• Listed entries:
** start **
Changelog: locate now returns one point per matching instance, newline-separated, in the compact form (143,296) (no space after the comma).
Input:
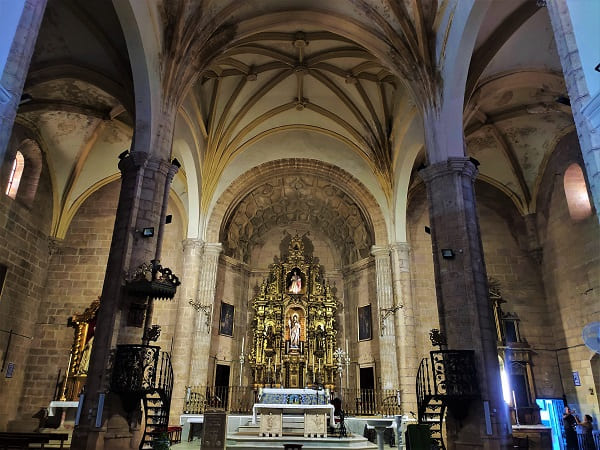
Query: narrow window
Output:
(15,176)
(578,199)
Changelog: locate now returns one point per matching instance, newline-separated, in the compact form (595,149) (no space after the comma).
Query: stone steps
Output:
(244,442)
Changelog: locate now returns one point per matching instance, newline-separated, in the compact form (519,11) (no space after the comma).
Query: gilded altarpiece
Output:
(294,328)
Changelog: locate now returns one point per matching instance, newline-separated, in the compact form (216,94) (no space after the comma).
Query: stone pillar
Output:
(186,324)
(385,316)
(462,295)
(203,320)
(140,204)
(408,358)
(585,108)
(12,78)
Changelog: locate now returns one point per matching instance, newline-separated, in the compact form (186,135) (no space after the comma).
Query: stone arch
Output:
(137,23)
(30,178)
(236,192)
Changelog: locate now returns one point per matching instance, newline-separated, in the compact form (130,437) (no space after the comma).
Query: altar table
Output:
(299,409)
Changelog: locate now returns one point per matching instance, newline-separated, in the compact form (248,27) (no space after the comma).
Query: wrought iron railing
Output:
(448,376)
(240,400)
(140,369)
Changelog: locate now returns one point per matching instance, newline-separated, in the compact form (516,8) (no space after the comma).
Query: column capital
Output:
(192,244)
(401,247)
(462,166)
(132,162)
(55,245)
(213,248)
(380,251)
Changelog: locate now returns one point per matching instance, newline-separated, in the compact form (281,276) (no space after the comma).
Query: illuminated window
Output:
(578,199)
(15,176)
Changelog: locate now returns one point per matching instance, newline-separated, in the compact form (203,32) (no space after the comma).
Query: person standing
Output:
(570,427)
(586,432)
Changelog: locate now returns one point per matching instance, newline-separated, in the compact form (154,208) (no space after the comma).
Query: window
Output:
(15,176)
(578,200)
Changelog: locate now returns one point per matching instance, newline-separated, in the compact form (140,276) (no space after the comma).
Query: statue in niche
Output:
(295,286)
(320,340)
(295,329)
(270,337)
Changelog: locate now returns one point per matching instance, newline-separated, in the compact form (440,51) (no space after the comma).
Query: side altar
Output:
(294,326)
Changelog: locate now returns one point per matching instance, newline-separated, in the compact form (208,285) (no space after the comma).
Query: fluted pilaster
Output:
(408,359)
(185,327)
(205,299)
(385,316)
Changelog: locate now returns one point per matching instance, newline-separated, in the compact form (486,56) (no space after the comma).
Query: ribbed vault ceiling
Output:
(298,199)
(315,81)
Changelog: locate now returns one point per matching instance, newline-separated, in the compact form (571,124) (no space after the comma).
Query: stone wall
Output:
(75,278)
(422,279)
(571,267)
(24,250)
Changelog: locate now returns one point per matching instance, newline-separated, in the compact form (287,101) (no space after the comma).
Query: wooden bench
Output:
(17,440)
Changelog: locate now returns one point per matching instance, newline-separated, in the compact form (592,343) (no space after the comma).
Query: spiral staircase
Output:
(445,380)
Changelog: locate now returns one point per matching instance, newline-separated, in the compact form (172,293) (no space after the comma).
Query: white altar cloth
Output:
(300,409)
(60,404)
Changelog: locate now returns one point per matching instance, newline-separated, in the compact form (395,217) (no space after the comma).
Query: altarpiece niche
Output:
(294,328)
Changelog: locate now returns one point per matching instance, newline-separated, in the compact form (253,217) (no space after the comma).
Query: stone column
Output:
(585,108)
(186,324)
(140,203)
(462,296)
(17,65)
(203,320)
(385,317)
(408,358)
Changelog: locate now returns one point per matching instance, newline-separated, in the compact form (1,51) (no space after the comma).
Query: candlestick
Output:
(516,411)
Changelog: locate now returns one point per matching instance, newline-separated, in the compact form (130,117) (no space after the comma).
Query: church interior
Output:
(209,205)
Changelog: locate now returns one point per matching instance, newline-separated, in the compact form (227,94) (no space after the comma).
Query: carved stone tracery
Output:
(298,199)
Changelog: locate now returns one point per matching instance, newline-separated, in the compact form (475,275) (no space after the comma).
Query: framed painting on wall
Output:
(226,319)
(365,330)
(3,270)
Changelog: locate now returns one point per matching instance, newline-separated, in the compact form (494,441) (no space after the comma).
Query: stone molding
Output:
(212,249)
(356,267)
(192,244)
(461,166)
(55,246)
(379,251)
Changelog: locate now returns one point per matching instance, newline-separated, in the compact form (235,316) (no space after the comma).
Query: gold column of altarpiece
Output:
(294,327)
(79,359)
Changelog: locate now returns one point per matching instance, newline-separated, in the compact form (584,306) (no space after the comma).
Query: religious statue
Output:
(270,337)
(295,283)
(320,339)
(294,331)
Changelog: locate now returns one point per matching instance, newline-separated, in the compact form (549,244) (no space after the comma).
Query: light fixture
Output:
(25,98)
(447,253)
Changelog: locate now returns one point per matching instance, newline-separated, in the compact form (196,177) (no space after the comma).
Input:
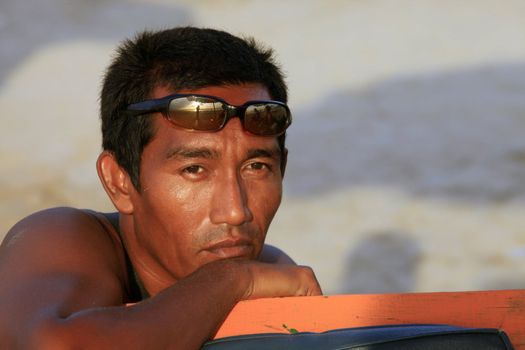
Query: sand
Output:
(407,152)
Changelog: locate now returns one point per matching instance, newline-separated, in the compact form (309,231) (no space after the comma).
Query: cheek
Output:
(264,202)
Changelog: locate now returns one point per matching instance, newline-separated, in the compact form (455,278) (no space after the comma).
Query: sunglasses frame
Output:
(161,105)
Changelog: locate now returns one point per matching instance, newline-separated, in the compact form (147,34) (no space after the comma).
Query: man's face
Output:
(205,195)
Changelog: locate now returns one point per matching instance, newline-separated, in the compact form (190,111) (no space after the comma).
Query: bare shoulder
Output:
(55,235)
(274,255)
(57,260)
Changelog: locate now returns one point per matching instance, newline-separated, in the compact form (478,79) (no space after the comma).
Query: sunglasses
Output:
(210,113)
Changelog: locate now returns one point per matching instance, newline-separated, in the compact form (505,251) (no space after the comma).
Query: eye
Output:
(193,170)
(258,166)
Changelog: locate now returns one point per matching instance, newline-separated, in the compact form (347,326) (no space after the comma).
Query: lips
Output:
(231,248)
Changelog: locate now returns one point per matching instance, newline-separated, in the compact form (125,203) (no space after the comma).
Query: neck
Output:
(150,275)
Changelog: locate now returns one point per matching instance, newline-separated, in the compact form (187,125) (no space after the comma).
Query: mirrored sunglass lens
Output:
(266,119)
(198,113)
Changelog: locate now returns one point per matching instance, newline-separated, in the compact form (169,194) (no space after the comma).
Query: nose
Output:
(230,202)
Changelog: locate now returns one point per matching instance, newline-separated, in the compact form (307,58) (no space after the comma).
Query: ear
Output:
(116,182)
(284,160)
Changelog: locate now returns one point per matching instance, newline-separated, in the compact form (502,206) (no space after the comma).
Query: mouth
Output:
(231,248)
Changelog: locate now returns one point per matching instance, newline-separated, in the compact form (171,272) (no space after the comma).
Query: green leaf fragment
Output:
(290,330)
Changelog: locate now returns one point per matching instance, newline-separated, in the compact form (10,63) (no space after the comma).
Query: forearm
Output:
(181,317)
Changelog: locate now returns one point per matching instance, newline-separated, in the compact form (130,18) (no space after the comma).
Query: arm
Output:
(274,255)
(61,287)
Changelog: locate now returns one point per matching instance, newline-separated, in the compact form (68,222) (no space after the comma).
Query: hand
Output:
(279,280)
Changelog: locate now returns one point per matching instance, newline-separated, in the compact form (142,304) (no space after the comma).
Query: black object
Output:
(396,337)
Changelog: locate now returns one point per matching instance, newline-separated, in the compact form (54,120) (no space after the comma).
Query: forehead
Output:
(167,136)
(233,94)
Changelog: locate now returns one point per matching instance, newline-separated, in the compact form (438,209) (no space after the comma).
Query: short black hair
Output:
(178,58)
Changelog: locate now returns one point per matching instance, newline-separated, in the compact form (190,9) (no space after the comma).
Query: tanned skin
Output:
(194,233)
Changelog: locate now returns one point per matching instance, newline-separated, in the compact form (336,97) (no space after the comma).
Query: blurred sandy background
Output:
(407,155)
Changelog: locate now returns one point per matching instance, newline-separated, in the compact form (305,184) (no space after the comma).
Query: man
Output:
(193,125)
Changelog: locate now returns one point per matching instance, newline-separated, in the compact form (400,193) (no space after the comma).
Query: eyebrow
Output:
(185,152)
(264,153)
(206,153)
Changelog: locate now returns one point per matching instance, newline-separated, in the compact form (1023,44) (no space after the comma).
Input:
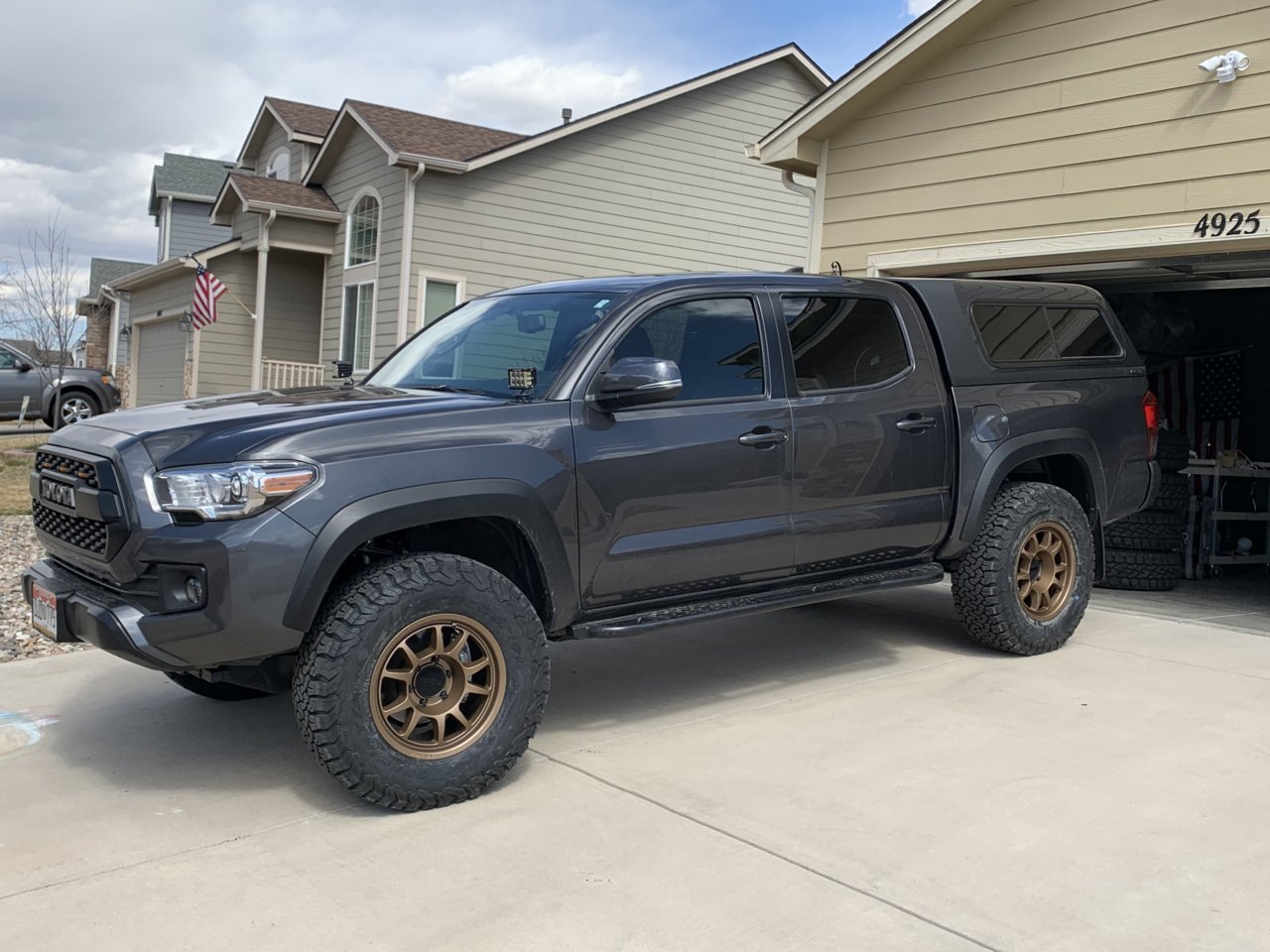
** end **
• Stated exercise: Reproduce verbatim the rows from the line with "(1023,44) (no space after the comma)." through the last line of the rows, including both ends. Leave the pictures out of your answer.

• The reply:
Changelog: locate now returns one point per matching instance, newline-separated, in the compact form (1023,44) (no space after the comma).
Input:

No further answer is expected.